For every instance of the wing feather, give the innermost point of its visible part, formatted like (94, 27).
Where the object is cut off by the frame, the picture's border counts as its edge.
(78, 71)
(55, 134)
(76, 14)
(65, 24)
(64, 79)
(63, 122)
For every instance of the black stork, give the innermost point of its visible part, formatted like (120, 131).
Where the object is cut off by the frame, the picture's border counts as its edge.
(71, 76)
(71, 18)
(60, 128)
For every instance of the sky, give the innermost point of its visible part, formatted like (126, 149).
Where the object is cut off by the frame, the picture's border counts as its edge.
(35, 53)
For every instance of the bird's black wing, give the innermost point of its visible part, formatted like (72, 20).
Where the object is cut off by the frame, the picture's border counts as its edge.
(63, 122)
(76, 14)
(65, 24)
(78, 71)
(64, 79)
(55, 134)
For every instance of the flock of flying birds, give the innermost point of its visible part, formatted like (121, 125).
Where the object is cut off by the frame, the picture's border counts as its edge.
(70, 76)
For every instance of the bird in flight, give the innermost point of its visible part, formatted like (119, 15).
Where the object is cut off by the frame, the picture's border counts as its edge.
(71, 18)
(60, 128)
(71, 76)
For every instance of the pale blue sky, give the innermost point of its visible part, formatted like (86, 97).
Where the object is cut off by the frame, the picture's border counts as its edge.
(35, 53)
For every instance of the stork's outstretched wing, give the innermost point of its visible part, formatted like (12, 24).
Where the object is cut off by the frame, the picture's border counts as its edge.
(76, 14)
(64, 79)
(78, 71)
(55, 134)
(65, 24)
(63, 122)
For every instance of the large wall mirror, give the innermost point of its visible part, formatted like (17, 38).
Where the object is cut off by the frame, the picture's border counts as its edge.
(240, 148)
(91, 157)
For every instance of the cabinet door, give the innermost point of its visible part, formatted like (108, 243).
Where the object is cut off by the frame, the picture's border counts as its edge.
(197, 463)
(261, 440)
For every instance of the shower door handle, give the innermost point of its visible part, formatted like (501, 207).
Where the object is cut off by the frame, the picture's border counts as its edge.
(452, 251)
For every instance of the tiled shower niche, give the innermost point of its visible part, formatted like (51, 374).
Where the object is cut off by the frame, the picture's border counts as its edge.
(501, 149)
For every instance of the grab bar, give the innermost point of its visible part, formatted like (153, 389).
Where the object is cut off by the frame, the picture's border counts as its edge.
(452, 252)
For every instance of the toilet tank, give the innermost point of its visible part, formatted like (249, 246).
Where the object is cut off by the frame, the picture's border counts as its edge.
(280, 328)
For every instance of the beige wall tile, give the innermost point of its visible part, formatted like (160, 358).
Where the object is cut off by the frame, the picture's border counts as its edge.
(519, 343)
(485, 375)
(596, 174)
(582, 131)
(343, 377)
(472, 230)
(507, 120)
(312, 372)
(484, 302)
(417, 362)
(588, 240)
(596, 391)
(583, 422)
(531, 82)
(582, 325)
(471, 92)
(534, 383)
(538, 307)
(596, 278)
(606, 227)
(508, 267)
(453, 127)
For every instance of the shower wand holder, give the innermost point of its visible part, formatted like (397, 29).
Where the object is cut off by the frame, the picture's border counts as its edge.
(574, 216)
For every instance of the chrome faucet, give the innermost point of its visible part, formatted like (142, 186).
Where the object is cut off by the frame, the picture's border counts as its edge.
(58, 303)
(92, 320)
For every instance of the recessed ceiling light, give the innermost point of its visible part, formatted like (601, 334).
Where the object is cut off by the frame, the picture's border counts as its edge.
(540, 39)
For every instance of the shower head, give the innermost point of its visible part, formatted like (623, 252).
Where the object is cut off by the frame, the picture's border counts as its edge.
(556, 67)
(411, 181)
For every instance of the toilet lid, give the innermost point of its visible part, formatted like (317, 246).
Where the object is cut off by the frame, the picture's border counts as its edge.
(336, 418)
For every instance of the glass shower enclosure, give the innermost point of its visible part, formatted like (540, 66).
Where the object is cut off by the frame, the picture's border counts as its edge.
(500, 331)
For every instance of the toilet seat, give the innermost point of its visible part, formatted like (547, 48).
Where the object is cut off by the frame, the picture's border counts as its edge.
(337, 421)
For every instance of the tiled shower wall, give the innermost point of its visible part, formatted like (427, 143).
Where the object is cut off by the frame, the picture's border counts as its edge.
━━━━
What is needed is an exact copy of the line containing "For every instance of the tiled shower wall, give" and each line after it, through the final line of the entries above.

For every instance of the tiled shower wall, give the innermost point of its visible part, formatted like (427, 143).
Where the object is cut off by the frame, the picture's border counts as its edge.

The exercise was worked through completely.